* Record extracts *
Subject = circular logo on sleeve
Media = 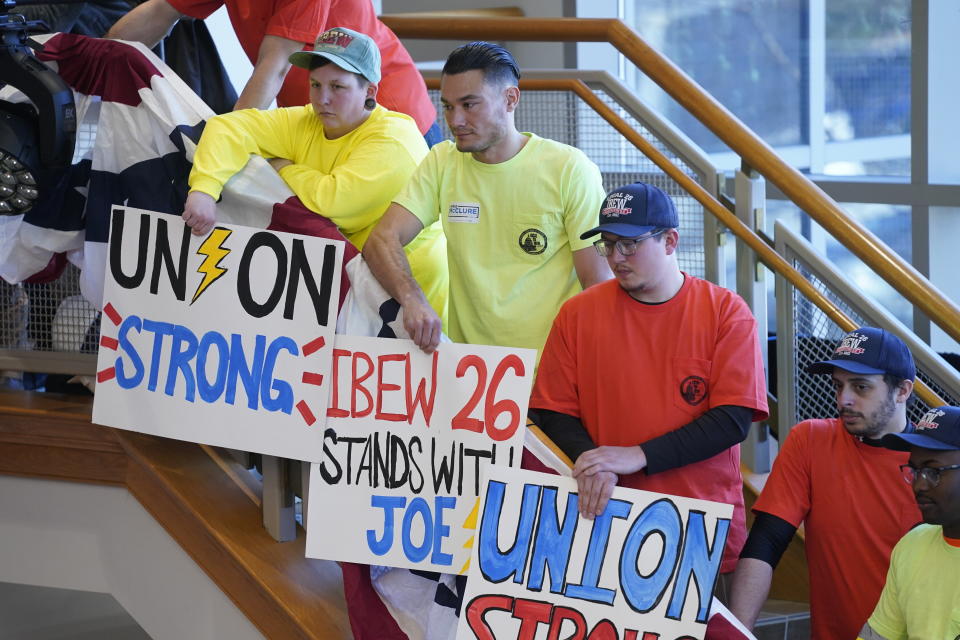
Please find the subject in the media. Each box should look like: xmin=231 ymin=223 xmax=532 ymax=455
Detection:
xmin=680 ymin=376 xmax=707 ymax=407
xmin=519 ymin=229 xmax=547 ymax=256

==

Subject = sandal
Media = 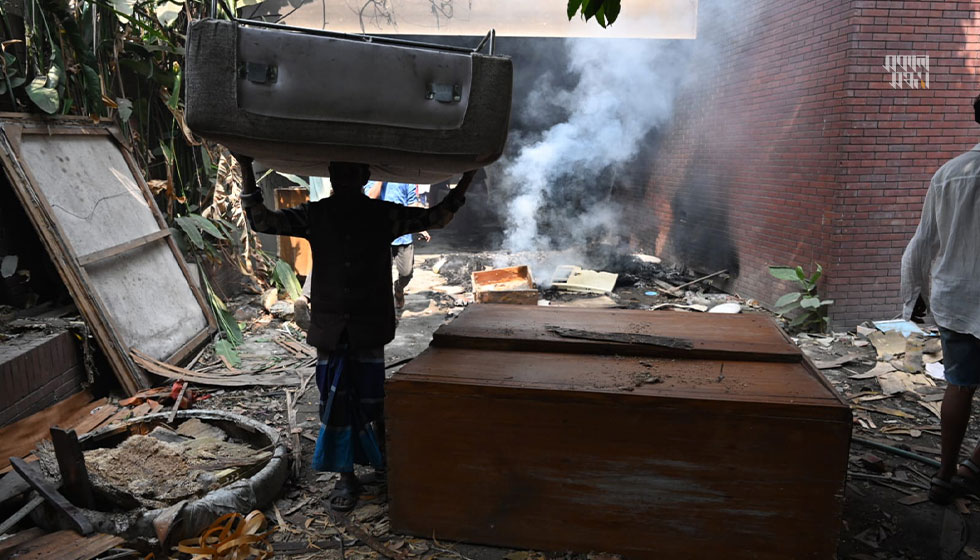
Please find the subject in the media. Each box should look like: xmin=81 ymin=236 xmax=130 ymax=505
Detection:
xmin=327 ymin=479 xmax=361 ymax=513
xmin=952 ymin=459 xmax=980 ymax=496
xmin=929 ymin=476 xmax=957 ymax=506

* Exercise prompt *
Rewrite the records above from the line with "Subject = sandal" to the line with "xmin=929 ymin=476 xmax=957 ymax=506", shifting every bounding-box coordinate in the answers by adding 104 to it and leaving the request and its sample box as they are. Leave the pictures out.

* Solution below *
Subject = sandal
Media = 
Please find the subject in the media. Each box should look like: xmin=81 ymin=236 xmax=130 ymax=505
Detection:
xmin=431 ymin=583 xmax=465 ymax=617
xmin=1056 ymin=563 xmax=1084 ymax=600
xmin=1033 ymin=580 xmax=1061 ymax=610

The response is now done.